With the pictures left aside, write out the entries that follow exactly.

Photo-based referring expression data
....

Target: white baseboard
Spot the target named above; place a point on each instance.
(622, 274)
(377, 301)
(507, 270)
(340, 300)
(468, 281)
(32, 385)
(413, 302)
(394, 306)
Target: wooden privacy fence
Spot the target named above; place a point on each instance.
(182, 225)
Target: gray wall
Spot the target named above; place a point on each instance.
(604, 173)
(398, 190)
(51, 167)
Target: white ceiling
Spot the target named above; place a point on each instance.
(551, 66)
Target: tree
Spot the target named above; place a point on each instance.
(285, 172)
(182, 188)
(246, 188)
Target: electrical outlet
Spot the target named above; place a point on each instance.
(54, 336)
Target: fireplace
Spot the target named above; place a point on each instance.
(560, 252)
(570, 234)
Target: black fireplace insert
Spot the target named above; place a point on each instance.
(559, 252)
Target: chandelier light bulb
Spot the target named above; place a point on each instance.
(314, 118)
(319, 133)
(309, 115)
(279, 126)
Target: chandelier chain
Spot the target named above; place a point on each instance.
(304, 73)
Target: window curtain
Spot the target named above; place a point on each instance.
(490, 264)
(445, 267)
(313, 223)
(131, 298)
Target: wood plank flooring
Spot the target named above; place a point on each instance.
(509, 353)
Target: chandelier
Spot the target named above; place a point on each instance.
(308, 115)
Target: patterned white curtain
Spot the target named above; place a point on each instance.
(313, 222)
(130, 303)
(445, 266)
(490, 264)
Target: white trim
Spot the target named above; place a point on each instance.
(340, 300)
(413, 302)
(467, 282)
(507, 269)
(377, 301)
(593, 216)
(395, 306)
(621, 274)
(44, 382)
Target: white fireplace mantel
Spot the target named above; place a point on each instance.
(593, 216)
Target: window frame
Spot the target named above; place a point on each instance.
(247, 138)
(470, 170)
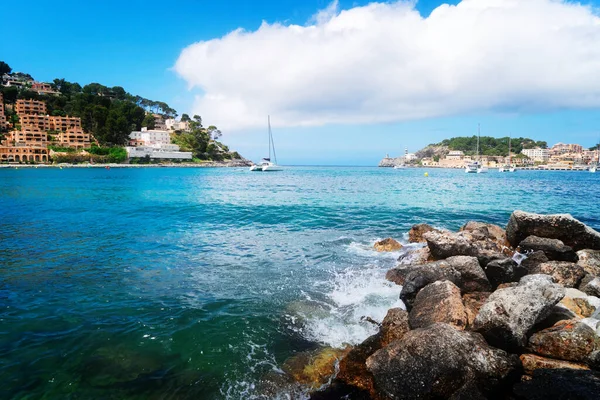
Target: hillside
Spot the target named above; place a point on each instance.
(109, 113)
(488, 146)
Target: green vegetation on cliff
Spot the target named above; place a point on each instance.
(490, 146)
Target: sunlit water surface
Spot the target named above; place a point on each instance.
(200, 283)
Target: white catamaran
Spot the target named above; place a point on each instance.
(509, 167)
(266, 165)
(476, 167)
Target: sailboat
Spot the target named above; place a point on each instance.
(476, 167)
(266, 165)
(509, 167)
(594, 166)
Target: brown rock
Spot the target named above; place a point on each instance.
(589, 260)
(438, 302)
(565, 273)
(473, 302)
(394, 326)
(567, 340)
(579, 306)
(484, 231)
(415, 235)
(314, 368)
(531, 362)
(388, 244)
(438, 362)
(559, 226)
(554, 249)
(416, 257)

....

_THE ANSWER_
Target: white baseboard
Spot the target named above; place a point on each instance.
(622, 274)
(377, 301)
(507, 270)
(340, 300)
(468, 281)
(32, 385)
(413, 302)
(394, 306)
Target: wooden privacy fence
Spot the target named above; place a point on each instance.
(182, 225)
Target: gray wall
Spot the target named above; place a point on each instance.
(604, 173)
(398, 190)
(51, 167)
Target: white ceiling
Spot the target named above; place a point on each instance.
(551, 66)
Target: tree
Spot the target named above; place a point on each instance.
(285, 172)
(182, 188)
(246, 188)
Target: electrical outlet
Spot the target named above; place a point on each instance.
(54, 336)
Target: fireplace
Spot the target named above; place a point on each instance.
(560, 252)
(570, 234)
Target: black fireplace insert
Spot the target named above; place a point on each instance.
(559, 252)
Target: chandelier light bulb
Spot the target named above; place a point on each instance.
(314, 118)
(319, 133)
(309, 115)
(279, 126)
Target: chandelier chain
Spot the target named above; place a point on each instance.
(304, 73)
Target: window curtain
Spot the target named above; place a point on each instance.
(490, 264)
(445, 267)
(313, 223)
(131, 298)
Target: wood plank flooring
Spot the target named above; place a point on each instance.
(509, 353)
Target: chandelier
Spot the target named above; place a point on each instance.
(308, 115)
Target: patterned white curtain
Spot the target named above; place a point on each instance.
(313, 222)
(130, 303)
(445, 266)
(490, 264)
Target: white trim
Spot the target named above; place a point on each instance.
(340, 300)
(413, 302)
(467, 282)
(507, 269)
(377, 301)
(593, 216)
(395, 306)
(621, 274)
(44, 382)
Target: white fireplace mantel
Spot the target named above; place a point on each instance.
(593, 216)
Target: window frame
Spot the target named above; place a point on each instance.
(247, 138)
(470, 170)
Target: hillside
Spot the target named above; place a point on each instance.
(109, 113)
(488, 146)
Target: green vegetation on cliff
Spot the target named above; place a point on each instance.
(490, 146)
Target: sunlit water surface
Spot the target named above; place a point on each instance.
(200, 283)
Target: white catamaran
Spot the target named above; place a point on each instance.
(509, 167)
(266, 165)
(476, 167)
Target: sailboat
Spot the target named above; place a point on each instance.
(476, 167)
(266, 165)
(509, 167)
(594, 166)
Target: brown rock
Spot the target named above; place a point on each instance.
(589, 260)
(438, 302)
(565, 273)
(473, 302)
(394, 326)
(567, 340)
(579, 306)
(484, 231)
(415, 235)
(314, 368)
(531, 362)
(388, 244)
(438, 362)
(559, 226)
(554, 249)
(416, 257)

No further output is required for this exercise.